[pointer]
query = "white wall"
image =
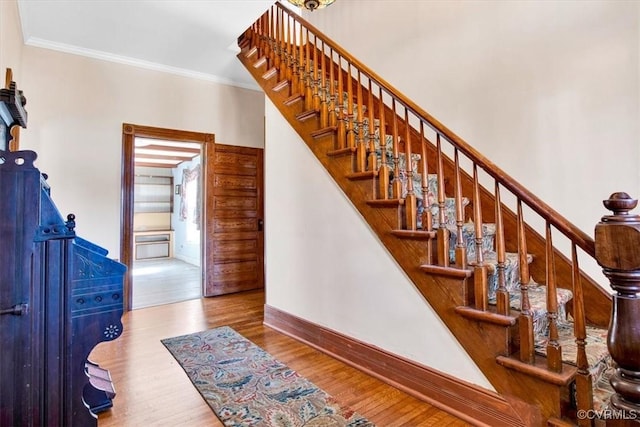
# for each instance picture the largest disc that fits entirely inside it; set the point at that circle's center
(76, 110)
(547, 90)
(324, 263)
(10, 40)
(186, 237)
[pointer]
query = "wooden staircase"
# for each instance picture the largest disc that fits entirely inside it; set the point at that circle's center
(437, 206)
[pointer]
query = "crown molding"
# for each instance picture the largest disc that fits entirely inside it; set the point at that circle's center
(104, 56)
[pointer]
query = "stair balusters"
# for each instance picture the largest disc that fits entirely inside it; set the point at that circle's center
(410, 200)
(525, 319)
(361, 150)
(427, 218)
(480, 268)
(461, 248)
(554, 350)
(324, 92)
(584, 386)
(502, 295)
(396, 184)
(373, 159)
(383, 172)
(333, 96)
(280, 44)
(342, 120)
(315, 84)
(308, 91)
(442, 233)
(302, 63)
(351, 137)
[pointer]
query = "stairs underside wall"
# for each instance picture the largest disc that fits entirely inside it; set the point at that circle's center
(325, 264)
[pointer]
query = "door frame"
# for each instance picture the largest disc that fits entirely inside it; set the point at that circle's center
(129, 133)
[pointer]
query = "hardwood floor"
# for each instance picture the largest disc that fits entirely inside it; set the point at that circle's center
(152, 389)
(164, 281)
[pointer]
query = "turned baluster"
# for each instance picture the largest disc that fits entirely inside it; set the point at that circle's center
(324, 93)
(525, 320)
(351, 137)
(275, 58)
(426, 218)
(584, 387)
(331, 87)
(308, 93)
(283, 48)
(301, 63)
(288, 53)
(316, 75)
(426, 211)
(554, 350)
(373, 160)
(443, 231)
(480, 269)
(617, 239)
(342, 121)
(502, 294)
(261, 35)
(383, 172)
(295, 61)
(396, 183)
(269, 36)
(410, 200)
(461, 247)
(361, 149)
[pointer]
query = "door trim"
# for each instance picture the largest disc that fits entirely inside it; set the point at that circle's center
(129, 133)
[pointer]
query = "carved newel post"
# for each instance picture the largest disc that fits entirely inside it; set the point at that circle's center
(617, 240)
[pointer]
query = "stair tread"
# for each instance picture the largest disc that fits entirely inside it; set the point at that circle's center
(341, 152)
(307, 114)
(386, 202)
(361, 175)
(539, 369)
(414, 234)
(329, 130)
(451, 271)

* [Task details]: Looking through the records, copy out every line in which the word "query" is found.

* [Finished task]:
query = "white wall"
query = "wooden staircase"
query = "crown molding"
query = "stair balusters"
query = "stairs underside wall"
query = "door frame"
query = "hardwood floor"
query = "turned baluster"
query = "door trim"
query = "carved newel post"
query = "stair tread"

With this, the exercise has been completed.